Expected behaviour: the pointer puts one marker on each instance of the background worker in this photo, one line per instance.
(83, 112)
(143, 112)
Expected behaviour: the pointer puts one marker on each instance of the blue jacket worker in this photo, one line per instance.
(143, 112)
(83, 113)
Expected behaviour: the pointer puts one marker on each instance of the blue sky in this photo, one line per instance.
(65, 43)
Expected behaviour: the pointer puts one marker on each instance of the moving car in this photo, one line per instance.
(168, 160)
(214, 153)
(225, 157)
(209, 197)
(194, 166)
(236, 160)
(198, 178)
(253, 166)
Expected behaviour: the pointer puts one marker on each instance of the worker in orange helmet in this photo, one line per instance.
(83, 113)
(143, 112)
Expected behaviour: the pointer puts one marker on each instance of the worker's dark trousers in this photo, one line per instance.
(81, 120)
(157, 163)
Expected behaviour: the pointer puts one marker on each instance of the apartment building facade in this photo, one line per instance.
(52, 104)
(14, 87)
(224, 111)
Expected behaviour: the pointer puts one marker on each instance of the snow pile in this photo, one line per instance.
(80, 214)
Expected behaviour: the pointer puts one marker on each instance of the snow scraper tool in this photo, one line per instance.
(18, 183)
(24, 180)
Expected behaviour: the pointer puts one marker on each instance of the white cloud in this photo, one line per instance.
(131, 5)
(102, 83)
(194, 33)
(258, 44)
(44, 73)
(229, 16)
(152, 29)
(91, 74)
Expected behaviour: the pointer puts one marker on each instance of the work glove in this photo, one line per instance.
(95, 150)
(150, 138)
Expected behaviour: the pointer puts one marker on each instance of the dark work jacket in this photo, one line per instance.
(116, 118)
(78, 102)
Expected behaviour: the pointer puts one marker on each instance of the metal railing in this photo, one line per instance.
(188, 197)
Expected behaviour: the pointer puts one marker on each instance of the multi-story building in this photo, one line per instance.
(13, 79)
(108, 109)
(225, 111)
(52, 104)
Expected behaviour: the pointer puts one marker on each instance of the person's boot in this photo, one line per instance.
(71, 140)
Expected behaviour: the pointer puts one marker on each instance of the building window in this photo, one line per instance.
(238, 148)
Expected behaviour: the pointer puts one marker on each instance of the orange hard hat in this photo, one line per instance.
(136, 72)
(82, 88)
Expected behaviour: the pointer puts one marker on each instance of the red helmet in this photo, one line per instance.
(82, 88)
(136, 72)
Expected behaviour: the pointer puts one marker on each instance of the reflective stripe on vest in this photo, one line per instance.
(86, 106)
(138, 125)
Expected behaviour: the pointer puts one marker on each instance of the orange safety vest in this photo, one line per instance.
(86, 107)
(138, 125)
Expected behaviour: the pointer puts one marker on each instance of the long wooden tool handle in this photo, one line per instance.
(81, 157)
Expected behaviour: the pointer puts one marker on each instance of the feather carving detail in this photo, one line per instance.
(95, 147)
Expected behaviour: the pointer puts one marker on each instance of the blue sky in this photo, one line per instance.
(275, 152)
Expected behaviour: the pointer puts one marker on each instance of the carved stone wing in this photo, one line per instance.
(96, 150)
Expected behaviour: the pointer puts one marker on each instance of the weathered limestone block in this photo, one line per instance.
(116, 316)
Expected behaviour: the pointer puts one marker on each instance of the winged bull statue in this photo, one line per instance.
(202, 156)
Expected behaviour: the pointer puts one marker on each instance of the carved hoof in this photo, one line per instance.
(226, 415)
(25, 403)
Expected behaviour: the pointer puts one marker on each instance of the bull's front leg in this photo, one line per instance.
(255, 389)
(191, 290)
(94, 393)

[Required work] Copy all of the records above word for word, changing nothing.

[Full response]
Expected behaviour: the pointer puts one marker on each instance of the background worker in this photo, one line per instance.
(83, 112)
(143, 112)
Expected behaviour: the pointer puts one marker on each instance of the blue jacket worker in this photo, one line per instance.
(143, 112)
(83, 113)
Expected behaviour: the pointer puts one marker on each instance of the blue sky in this photo, one line per instance.
(65, 43)
Expected behaviour: the pointer puts one marker on each instance of the moving car in this photo, one line per instance.
(168, 160)
(214, 153)
(225, 157)
(209, 197)
(194, 166)
(236, 160)
(198, 178)
(253, 166)
Expected behaviour: the pointer puts one marker on each instance of the worker in orange helmet in this photo, one line per instance.
(83, 113)
(143, 112)
Expected behaviour: the pointer puts one marker on each instance of the worker's dark trousers in this photo, one line per instance.
(81, 120)
(157, 163)
Expected behaviour: the pointer puts one marker on each instance of the apartment building facade in this photo, one line per instance.
(52, 104)
(14, 87)
(224, 111)
Expected behaviour: the pointer puts one marker on each instance of the snow pile in this photo, one line per instance.
(80, 214)
Expected behaviour: the pointer puts one marker on each instance of the snow scraper tool in this photo, one line per instance.
(18, 183)
(24, 180)
Expected behaviour: the pointer puts one marker on each instance of the white cloud in this photo, one line per instance.
(131, 5)
(102, 83)
(194, 33)
(258, 44)
(44, 73)
(229, 16)
(152, 29)
(91, 74)
Expected behaviour: the pointer puts one marker on each instance of the work glove in this photo, one line per instance.
(95, 150)
(150, 138)
Expected behaviour: the pointer puts one marker on each instance of the dark work jacket in this photo, one line per instance.
(116, 118)
(78, 102)
Expected behaviour: the pointer puts one marker on each instance of the metal railing in this photo, one line per instance.
(188, 197)
Expected behaviour: the pointer puts one marker on each instance of the multi-story building in this photo, one line per instance.
(13, 79)
(108, 109)
(225, 111)
(52, 104)
Expected behaviour: the pointer puts one marker on each instance of the person's boot in this photo, one line per instance.
(71, 140)
Expected behaviour: the pointer puts one marker on each instance of the building window in this photo, one line per instance.
(238, 148)
Expected behaviour: the pointer puts one marker on each instance of the orange hard hat in this photo, one line per instance.
(136, 72)
(82, 88)
Expected behaviour: the pointer puts one marker on each instance of the red helmet in this photo, one line per instance.
(82, 88)
(136, 72)
Expected behaviour: the pointer puts one marker on each instance of the reflective stripe on vest in this photo, one line per instance.
(86, 106)
(138, 125)
Expected behaviour: the pointer puts one marker on each instance of the orange safety vest in this photo, one line per instance.
(86, 107)
(138, 125)
Expected behaviour: the pointer puts one marker on each instance of the long wooden tool handle in this photo, one line per instance.
(81, 157)
Expected behaviour: the pointer puts one marker on each instance of the feather carving detail in this photo, one line per instance.
(95, 147)
Expected behaviour: the pointer puts one marker on each instance of the blue sky in this photo, one line per instance.
(275, 152)
Expected behaviour: the pointer puts one marker on each instance of the carved stone wing in this photo, one line per instance.
(96, 150)
Expected behaviour: the pointer puts one marker on each instance of the weathered limestone block in this photo, one line per instance.
(116, 316)
Expected behaviour: the pointer puts one marker on each instance of the winged bull statue in this photo, one line per instance.
(202, 156)
Expected behaviour: the pointer puts one marker on each instance of the carved hoof in this photo, one line per instance.
(226, 415)
(25, 403)
Expected behaviour: the pointer puts one marker on each instance of the bull's front leg in this photo, one line per instance.
(255, 389)
(191, 290)
(94, 393)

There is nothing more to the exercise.